== PASSAGE PROVIDED ==
My trauma is not like the trauma of the camps, and I haven’t waited so many years to try and write this. I want to try and write before the forgetting. I want to try and write, while I know – not just cognitively but also existentially – that this is unwrittable.
I am sitting in a coffee shop writing now and am surprised that tears have come to my eyes. I have never cried about this before. Not when it happened, not any time afterwards. I have shed tears with others when they have shared their stories with me but for myself I mostly feel nausea, anxiety, and uncertainty. I feel some fear and shame as well. I don’t know where these tears came from but I won’t shed them.
I am trying to write the unwrittable, even though I know it cannot be written, because I care about others who have experienced events similar to mine (and because I care about myself, too). There are many who have experienced sexual violence who don’t talk about it – not ever – and who don’t know what do to with their feelings, and who feel confused and who have heard many things said about rape – but whose experience of rape doesn’t quite fit with what they’ve read online or learned in courses or heard from social workers or counselors or parents or friends.
These tears in my eyes, I think I know why they are there. They are not just for me. They are for us. It is for us I am writing, and it is for us I am now sitting in the corner of this fucking coffee shop, with my hood up over my head, weeping.
Many, many, many years ago, I wrote series of reflections for a loved one that I entitled “reflections of one who has never been raped.” These are reflections of one who has been raped… I think…
Can I permit myself to be raped?
This is where I try and fail to talk about what happened (originally this section was called “this is what happened”)
I have thought of at least six different ways to begin this section… and I wrote none of them down. I need to just start somewhere…
I was going to begin by saying something like: “Part of the reason why it is hard to talk about my rape is that…” but before I could go any further I immediately thought: “my rape” isn’t that a weird way of speaking? Does this rape belong to me? Am I the owner of this rape? Isn’t the rapist the one who owns it? Isn’t it his rape? But wait… this rape (mine? his?) was something that involved both of us – do we both own it? In different ways? How? Or this whole idea of owning a rape a fucking weird way of thinking?
So I think about other ways of speaking about it and I think: “rape is something that happened to me – it is not a thing that is possessed but a thing that is experienced (do we possess experiences? do they possess us? neither? what?) – and then I correct myself again and think, rape is something that happened with me. And then I’m back to wondering: but then is that rape? And if it isn’t, how dare I speak about the other man as a rapist?
But in all of this, I also think: “I bet a lot of people feel this way about the rapes that happened with them.” They probably think, “this is not rape as we imagine it to be.” And “this man was my good friend” and “I chose to go home with him” and “I didn’t say yes but I didn’t say no” and “my body was sexually aroused” and “I could probably have stopped him if I fought back… but I didn’t” and “well, I did kiss him and take off my clothes in his bed” and on and on. So all of these things swirl around in a person’s mind and that person remains silent because he or she doesn’t want to falsely accuse someone who was a good friend and they don’t want people to tell them “shut up, obviously you wanted it,” or even though they hear that arousal doesn’t equal consent they still feel confused and betrayed by their own bodies because they were aroused. It’s one thing to know something with your mind and it’s another thing to have been in the midst of experiencing that something you are told to think about in this or that way.

== MATERIAL PROVIDED ==

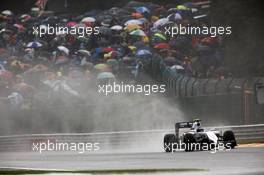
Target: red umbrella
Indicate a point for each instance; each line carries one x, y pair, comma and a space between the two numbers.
162, 46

== WRITTEN INSTRUCTION ==
Transcribe the part of the personal essay that falls between "This is where" and "way of thinking?", inclusive, without altering any of its wording.

== FINAL ANSWER ==
This is where I try and fail to talk about what happened (originally this section was called “this is what happened”)
I have thought of at least six different ways to begin this section… and I wrote none of them down. I need to just start somewhere…
I was going to begin by saying something like: “Part of the reason why it is hard to talk about my rape is that…” but before I could go any further I immediately thought: “my rape” isn’t that a weird way of speaking? Does this rape belong to me? Am I the owner of this rape? Isn’t the rapist the one who owns it? Isn’t it his rape? But wait… this rape (mine? his?) was something that involved both of us – do we both own it? In different ways? How? Or this whole idea of owning a rape a fucking weird way of thinking?